* [Questions on the material]:
- 1) Please print the Mary Cudmore profile from "Her thinking has" up to and including "after her marriage.".
- 2) Answer these questions using the Mary Cudmore profile.
(a) Where did she work before her marriage?
(b) In what month and year was she married?
(c) How many cows did the Cudmores keep before the days of marketing boards?
- 3) Go on with the Mary Cudmore profile, picking up after its final sentence.

*** Text for analysis Section Begins ***

Inducted: October 26, 2005
Mary Cudmore has spent her life in service to others, exemplifying all the fine qualities that have made Kent farm women full partners in the development of a prosperous and productive agriculture.
Like many of her generation, she found an outlet for her talents in Women's Institute and in 4-H leadership. She is a Life Member of the Beechwood Women's Institute; and has held all Branch, as well as District offices in more than 30 years in Women's Institute. These included the post of District President. She holds a Life Membership in the Federated Women's Institutes of Ontario.
Mrs. Cudmore was a 4-H leader for more than 10 years, leading several units each year. Dozens of girls have learned their homemaking skills through her careful and painstaking tutelage.
Her thinking has always kept pace with developments in society. She became an ardent environmentalist; and at every Institute meeting, she kept fellow members informed about recycling developments and challenges. As one friend explained: "She read, and she read – everything about recycling and the environment, and she passed on this information to Institute members."
Mrs. Cudmore was born on the River Road, Howard Township, one of three children of Lawson Barclay, a stock man, and Teresa Featherstone. She attended the Fysh School, Howard Township, for her elementary education. The Thamesville Secondary School she went on to, was, at that time, in a building that later became the Hoskins Manufacturing plant, where she worked after her marriage.
Before her marriage, she was employed at the Connelly Egg Grading Station in Thamesville.
Mrs. Cudmore was married in February, 1947 to Stewart Cudmore at the Minister's home in Thamesville and threw herself, whole-heartedly, into work in the home, on the farm, and in the community. Her home, on the River Road, Howard Township, lacked many of the amenities taken for granted today. For some years, there was no hydro or indoor plumbing, and the house was heated with a wood stove.
The Cudmores had a mixed farming operation. Before the days of marketing boards, the Cudmores had 10 cows, and made their own butter, and sold chickens and eggs. She was the typical hard-working farmer's wife of that time, milking, preparing for the threshing crew, canning, sewing, knitting and crocheting, baking for her family and friends and for bake sales, working at any job that needed to be done.
This was not limited to work on the Cudmore farm, but anywhere she could help. She was, in the words of those who know her, "the best neighbour anyone could have." Her "love boxes", containing home cooking, canning and small gifts, went to grateful recipients in her neighbourhood and far beyond.
Mrs. Cudmore loved Women's Institute, and its members loved her. She organized Institute and 4-H displays for the Ridgetown Fair; and helped with the Fair hospitality booth.

*** Text for analysis Section Ends ***
*** Provided material Section Begins ***

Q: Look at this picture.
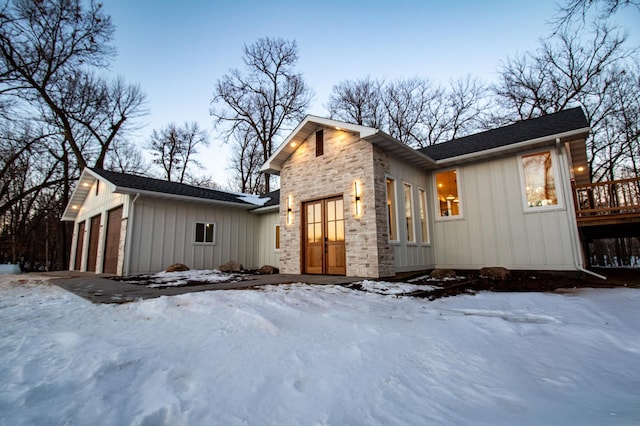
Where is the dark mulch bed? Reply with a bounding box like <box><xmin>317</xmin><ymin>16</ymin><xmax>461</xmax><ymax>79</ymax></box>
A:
<box><xmin>349</xmin><ymin>268</ymin><xmax>640</xmax><ymax>300</ymax></box>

*** Provided material Section Ends ***

* [Answers for each item]:
- 1)
Her thinking has always kept pace with developments in society. She became an ardent environmentalist; and at every Institute meeting, she kept fellow members informed about recycling developments and challenges. As one friend explained: "She read, and she read – everything about recycling and the environment, and she passed on this information to Institute members."
Mrs. Cudmore was born on the River Road, Howard Township, one of three children of Lawson Barclay, a stock man, and Teresa Featherstone. She attended the Fysh School, Howard Township, for her elementary education. The Thamesville Secondary School she went on to, was, at that time, in a building that later became the Hoskins Manufacturing plant, where she worked after her marriage.

- 2)
(a) At the Connelly Egg Grading Station in Thamesville.
(b) February 1947.
(c) 10.

- 3)
When she became a cook at Clayton Nursing Home in Thamesville, she had a wonderful new outlet for her kindness. She not only cooked, but she spent many hours visiting the residents, and surprising them with little gifts. One friend recalled, "She knew everyone in the Nursing Home as a personal friend!"
Mrs. Cudmore's experience there gave her insight into what was needed by the elderly, and she knit and crocheted lap afghans for residents in a number of nursing homes. One of her favourite efforts was knitting bonnets for premature babies. Her neighbours and friends are lavish in their praise for her. One said, "Whatever she had, she shared. She was very big-hearted!"
Now, living at the Residence on the Thames, she still knits baby outfits for the Chatham Goodfellows.
Her husband died in 1987, and two years later, Mrs. Cudmore moved to an apartment on Michener Road in Chatham. Since 2002, she has lived at the Residence, where she is happy and busy.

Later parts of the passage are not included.